_WHAT NEEDS TO BE DONE_
Return the records in full, exactly as given.

_Point labeling dataset excerpts_
# # # # # # #
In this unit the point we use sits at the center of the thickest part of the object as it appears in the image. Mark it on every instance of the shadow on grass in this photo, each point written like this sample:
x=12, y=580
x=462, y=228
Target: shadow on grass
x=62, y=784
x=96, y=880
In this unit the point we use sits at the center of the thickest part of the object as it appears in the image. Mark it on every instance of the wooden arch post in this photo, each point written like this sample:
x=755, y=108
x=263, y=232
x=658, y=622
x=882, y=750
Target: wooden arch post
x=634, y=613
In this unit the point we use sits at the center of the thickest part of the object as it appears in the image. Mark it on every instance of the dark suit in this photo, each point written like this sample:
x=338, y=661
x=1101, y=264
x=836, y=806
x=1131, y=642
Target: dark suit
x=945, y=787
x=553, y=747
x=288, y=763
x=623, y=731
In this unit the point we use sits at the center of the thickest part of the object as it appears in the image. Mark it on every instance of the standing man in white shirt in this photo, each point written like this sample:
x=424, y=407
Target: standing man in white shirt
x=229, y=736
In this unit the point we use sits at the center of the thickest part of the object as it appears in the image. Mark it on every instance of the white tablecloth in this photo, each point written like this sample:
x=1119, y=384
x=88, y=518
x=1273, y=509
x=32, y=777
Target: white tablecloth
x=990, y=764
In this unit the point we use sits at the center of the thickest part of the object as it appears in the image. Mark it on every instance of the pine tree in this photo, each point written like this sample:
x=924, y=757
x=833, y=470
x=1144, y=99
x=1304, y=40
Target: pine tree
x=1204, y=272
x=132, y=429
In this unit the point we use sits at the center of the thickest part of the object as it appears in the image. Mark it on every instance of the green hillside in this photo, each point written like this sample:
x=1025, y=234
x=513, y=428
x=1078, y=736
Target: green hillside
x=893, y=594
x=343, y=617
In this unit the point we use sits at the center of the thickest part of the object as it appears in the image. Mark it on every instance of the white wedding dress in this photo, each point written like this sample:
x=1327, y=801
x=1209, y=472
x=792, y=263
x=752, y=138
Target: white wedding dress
# # # # # # #
_RESULT FOR THIS TASK_
In this unit the point we use sits at the center of the thickest part of the object as it appears in the image. Mark it on every instance of the shadow on grass in this photo, each point written like this sample:
x=12, y=580
x=462, y=228
Target: shadow on grass
x=62, y=784
x=96, y=880
In this unit the point we use sits at the center of the thickest part of the object as it appears in the image. Mark it on every instance of the wooden arch post in this photo, each point written like this sample:
x=755, y=108
x=263, y=232
x=658, y=622
x=882, y=750
Target: wooden arch post
x=634, y=613
In this unit the point we use sits at the center of the thickest part of the object as it appears in the image. Mark it on every instance of the dark suit in this photo, each point written like this sample:
x=338, y=661
x=1101, y=264
x=836, y=806
x=1131, y=642
Target: dark suit
x=945, y=787
x=553, y=747
x=288, y=763
x=623, y=731
In this unit the point we use sits at the center of the thickest part of the object as it appears in the image. Mark it on every instance of the standing man in white shirt in this photo, each point written like this sample:
x=424, y=407
Target: standing man in white shirt
x=229, y=736
In this unit the point we use sits at the center of the thickest part of the object as it appears in the image. Mark it on every instance of the white tablecloth in this photo, each point written like this sample:
x=1119, y=384
x=88, y=518
x=1273, y=509
x=32, y=777
Target: white tablecloth
x=990, y=764
In this unit the point we use sits at the center of the thickest part of the object as it appears in the image. Mark it on every instance of the pine tree in this photo, each point written like this sample:
x=924, y=757
x=833, y=470
x=1144, y=99
x=1304, y=40
Target: pine tree
x=1204, y=272
x=132, y=429
In this unit the point we use sits at the center of the thickest part of the object as it appears in the image. Mark it on every instance of the green hillside in this photo, each point written like this sample:
x=1025, y=234
x=513, y=428
x=1078, y=736
Target: green hillside
x=893, y=594
x=343, y=617
In this unit the point we use sits at the center of the thickest part of the object as it appears in the image. Mark it on every instance of the white wedding dress in this photo, each point written like this sample:
x=1327, y=801
x=1209, y=472
x=792, y=263
x=752, y=138
Target: white wedding dress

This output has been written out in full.